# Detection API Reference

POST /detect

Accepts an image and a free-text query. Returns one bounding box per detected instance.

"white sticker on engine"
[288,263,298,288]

###

▶ [TASK DESCRIPTION] Retype the records in full. Keep every line identical to the original.

▶ [WRITTEN RESPONSE]
# Detection API Reference

POST /detect

Accepts an image and a free-text query. Returns one bounding box per detected instance.

"white sticker on engine"
[288,263,298,288]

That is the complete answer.